[start of Text extract]

# Thermal screens - Internal or External



## bobbylob (Jul 31, 2009)

Hi guys,

The recent cold weather snap has left me thinking of purchasing some thermal screens for my Transit based Hymer.

I'm guessing external screens are better, but am happy to have any advice you could give me either way, with any recommendations as to the brand that you may have.

Thanks in advance.


----------



## THEPOET (May 1, 2007)

Hi, Happy New Year

There has been plenty of info and opinions on here whether inside or out. I use outside screens, summer and winter.

In Winter they help prevent condensation inside, which is difficult to get rid of if moving off early and in summer they help keep the interior cool by reflecting the sun away. They are just as quick to fit and probably less fiddly to fit than internal screens.

Also in summer you can use they fitted curtains/ screen supplied with the van.

Hope that helps.....am sure someone will advocate internal screens tho!!

Pete


----------



## Zebedee (Oct 3, 2007)

Hi Bob

Do a search on here by all means, but if your main aim is to stay warm and avoid condensation on the windscreen, there is no argument . . . it's external every time.

OK, they can be a bit unpleasant to put away if it's wet and cold, but we just roll ours up with the wet inside and drop it into its bag, which is then stood in the loo when we move on. Easy enough to dry it out when we get home.

Hope this helps

Dave


----------



## Bob45 (Jan 22, 2007)

I'll second all that - external every time.
I bought mine from VanComfort -good service.

Bob45


----------



## hblewett (Jan 28, 2008)

And I'll third it! Ours are Taylormade with the option to fold down the front part on the screen to let in light/see out without taking it all off. Very happy with ours too.


----------



## Ian-rapido (Mar 24, 2009)

When we bought our van back in March we made the mistake of buying the internal screens! What a mistake, I find them quite difficult to get a good fit and then the windscreen condensing starts! Once the screen condenses they just fall off with us because the suckers cant grip.

We used to leave them on in storage but if the sun was on the front of the van the suckers just fell off (even though I licked them a little), then causing the alarm to go off  

Before our next trip away im going to buy some external screens, when away last the MH next to us had external screens and he showed me exactly how to fit them etc. it took half the time that it takes to do the interior screens and the external screens prevent the condensation. 

We have a large bath towel now that we have to use to wipe down the inside of the windscreen every morning after we have stayed in the van!!

Ian.


----------



## nicholsong (May 26, 2009)

I shall shortly be buying an external screen for my w/screen-probably not bother with sidescreens for the cab, as they are double-glazed.

Can anybody please advise the various options for attaching an external screen to 'A' class 'vans with no cab doors and mirrors that have a bottom-mounted bracket.

[end of Text extract]
[start of Data]

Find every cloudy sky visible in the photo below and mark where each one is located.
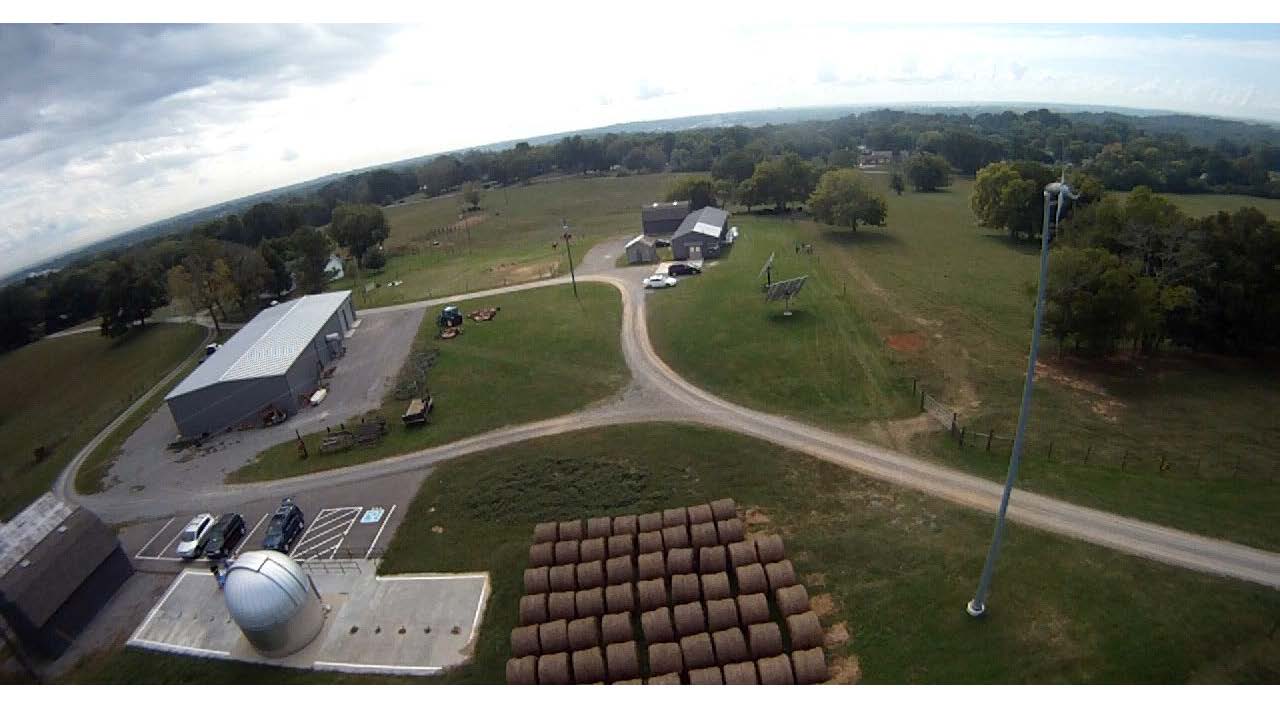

[end of Data]

What is being asked: Reproduce word for word the part of the thermal screens thread starting with "## THEPOET (May" and going on through "than internal screens.".

Written response:
## THEPOET (May 1, 2007)

Hi, Happy New Year

There has been plenty of info and opinions on here whether inside or out. I use outside screens, summer and winter.

In Winter they help prevent condensation inside, which is difficult to get rid of if moving off early and in summer they help keep the interior cool by reflecting the sun away. They are just as quick to fit and probably less fiddly to fit than internal screens.